_Work to complete:_
Each line of the data below must be given again exactly as written.
[Opening Listed entries section]
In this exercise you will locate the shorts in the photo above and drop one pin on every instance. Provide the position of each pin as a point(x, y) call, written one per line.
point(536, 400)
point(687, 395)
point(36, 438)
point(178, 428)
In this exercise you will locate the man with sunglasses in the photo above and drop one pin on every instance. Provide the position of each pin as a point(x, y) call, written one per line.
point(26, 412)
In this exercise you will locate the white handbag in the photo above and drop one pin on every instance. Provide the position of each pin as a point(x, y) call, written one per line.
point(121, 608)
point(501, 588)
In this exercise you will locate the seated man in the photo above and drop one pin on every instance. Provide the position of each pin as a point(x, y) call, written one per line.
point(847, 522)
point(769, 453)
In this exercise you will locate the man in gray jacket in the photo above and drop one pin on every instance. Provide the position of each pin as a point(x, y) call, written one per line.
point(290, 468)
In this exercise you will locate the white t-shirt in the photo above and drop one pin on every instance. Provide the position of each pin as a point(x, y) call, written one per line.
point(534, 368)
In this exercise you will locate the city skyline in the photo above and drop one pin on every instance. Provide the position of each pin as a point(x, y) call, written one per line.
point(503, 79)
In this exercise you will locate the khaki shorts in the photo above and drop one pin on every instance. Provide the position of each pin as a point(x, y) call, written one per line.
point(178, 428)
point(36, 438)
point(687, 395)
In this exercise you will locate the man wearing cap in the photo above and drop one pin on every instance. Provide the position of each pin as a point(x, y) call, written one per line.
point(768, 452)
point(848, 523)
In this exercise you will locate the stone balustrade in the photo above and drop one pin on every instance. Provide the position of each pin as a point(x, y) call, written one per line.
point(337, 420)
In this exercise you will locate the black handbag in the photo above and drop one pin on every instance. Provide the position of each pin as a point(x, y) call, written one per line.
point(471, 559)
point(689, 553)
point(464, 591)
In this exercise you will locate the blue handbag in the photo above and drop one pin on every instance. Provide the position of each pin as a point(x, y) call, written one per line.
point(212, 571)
[Closing Listed entries section]
_Answer box:_
In this exercise you will locate the shorts in the photo above and drop one pin on every instance. Provide the position of each pin as a point(x, y) call, written one per line.
point(536, 400)
point(687, 395)
point(36, 438)
point(178, 428)
In this exercise you will locate the man with sunglasses in the photo above and drop one pin on every instance. Provide the position of each pin as a point(x, y) call, written one per line.
point(26, 412)
In this exercise you will locate the white handbag in the photo above and drop one pin on every instance. Provide the position of each pin as a point(x, y) call, written one per line.
point(121, 608)
point(501, 588)
In this exercise you will locate the seated man in the photo above and drop one pin on every instance. Provide the position of each pin as a point(x, y) call, written one per line.
point(847, 522)
point(769, 453)
In this exercise you will locate the man in gray jacket in the photo above and drop one pin on every instance. Provide the position of each pin as a point(x, y) call, written one per line.
point(290, 468)
In this exercise you will locate the white t-shirt in the photo above and drop one pin on every instance. Provide the position of each pin as a point(x, y) call, written one per line.
point(534, 368)
In this exercise you will locate the city skyline in the photo above and drop one pin on every instance. Provide the position of each pin as a point(x, y) call, written one per line.
point(503, 79)
In this exercise you will locate the khaki shorts in the photo above and drop one pin on every instance. Provide the position of each pin as a point(x, y) call, written one per line.
point(178, 428)
point(36, 438)
point(687, 395)
In this exercise you will locate the man wearing cap in the photo above and drop one pin on every instance. Provide the position of each pin as a point(x, y) call, written one per line.
point(768, 452)
point(848, 523)
In this exercise you will locate the stone balustrade in the photo above and drop one pin on every instance. Provide the position of each pin as a point(x, y) call, written one per line.
point(337, 420)
In this exercise you will locate the black handbag in the photo above and drop one pin on every instance. Provide the position of each pin as a point(x, y) call, written one per line.
point(471, 559)
point(689, 553)
point(464, 591)
In this exercise you will locate the blue handbag in the photo above and drop one pin on every instance. Provide the position of each pin as a point(x, y) call, written one per line.
point(212, 571)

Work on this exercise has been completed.